* **Document section**:
"""
I’ve heard almost every kind of complaint about this tool. However, I still have to find a Ph.D. student that tells me that doing it was useless. It is hard to summarize years of hard work (past and future) into a single page but, as many creative writers will tell you1, being able to distill the most important ideas of a 400-page book into a single page, leads to a clarity of ideas that is often lacking.
This is the first of a series of posts on “PhD tools”: structures, conceptual frameworks or actual hardware/software tools that I (and others) have found useful to advance the Ph.D. dissertation, across different fields. There is lots of general advice out there on how to do diagrams (e.g., for your literature review papers), but not so many that are directly useful for defining the thesis itself. Of course, there are too many research fields and traditions out there, so this particular structure may not fit your particular situation. But I suggest you give it a go - you may be surprised!
Origins
I first came across this thinking tool when doing my own Ph.D. at GSIC-EMIC, a inter-disciplinary educational technologies lab at the University of Valladolid, in Spain. Back there, it was common advice to fill up one such diagram, once your thesis topic was more or less defined2. Spending an hour diagramming quickly made you realize that things were not as clear as you initially thought, and that your research contributions had more holes than a piece Gruyère cheese…
I originally thought that this was just a common researcher device in use everywhere, pretty much like Ellis’s problem-goal-question schema3 – also very recommendable, by the way. However, my later travels around different labs have convinced me that this kind of exercise is not common at all (which is why I think this post can be useful). Thus, the diagram is a truly “home-brewed” thing4, which evolved in an iterative manner since its first (partial) appearance in Asensio-Pérez’s thesis5, throughout several other theses6,7, my own thesis8 and beyond9. We all modified it slightly to fit our particular needs. And we all agree that it was a very useful device to define, understand and communicate our own research.
Let’s hope it helps you too.
What it is
As you can see in the thesis references above, the diagram is commonly used in the introduction section of a dissertation, and it is meant to introduce, in graphical form, some of its main elements: the research Context, main research Question, Objectives, Contributions of your thesis and their Evaluation. However, many of us have also used it way before starting to write the dissertation book itself, as a “guiding star” when discussing with others and planning the thesis work. Below you can see an generic example of such a diagram10. Let’s look at each of the elements that make it up:
- Context. As in, “research context”. This box is meant to convey where your research sits within the scientific community or communities that are close to what you do. At the beginning of your Ph.D., this box may contain just the name of 1-2 research fields, and/or very general topics within them that interest you. However, as you read more and more literature and understand your field and what is interesting for you, it can become quite specific (see the examples from my own thesis below). Generally, it is also very important to lay out here what is the main problem that you have detected in current research, the “hole” in the current state-of-the-art that your thesis intends to “plug”. This basically gives the why of your thesis: what is wrong with our current knowledge of the world, that your thesis tries to make right?
"""
* **Extracted entries**:
"""
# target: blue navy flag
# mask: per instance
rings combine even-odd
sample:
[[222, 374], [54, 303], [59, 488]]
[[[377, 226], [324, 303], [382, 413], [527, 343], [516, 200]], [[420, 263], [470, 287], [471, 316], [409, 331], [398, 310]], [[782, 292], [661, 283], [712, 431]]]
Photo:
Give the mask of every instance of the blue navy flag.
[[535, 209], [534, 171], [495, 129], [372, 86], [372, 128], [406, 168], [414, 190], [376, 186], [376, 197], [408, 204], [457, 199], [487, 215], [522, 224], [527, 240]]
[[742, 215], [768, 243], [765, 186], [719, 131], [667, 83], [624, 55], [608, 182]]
"""
* **Your task**: List the main elements of a dissertation that, according to the post about the thesis diagram, the diagram introduces in graphical form. Work only from the post about the thesis diagram.

* **Task solution**:
- Research Context
- Main research Question
- Objectives
- Contributions
- Evaluation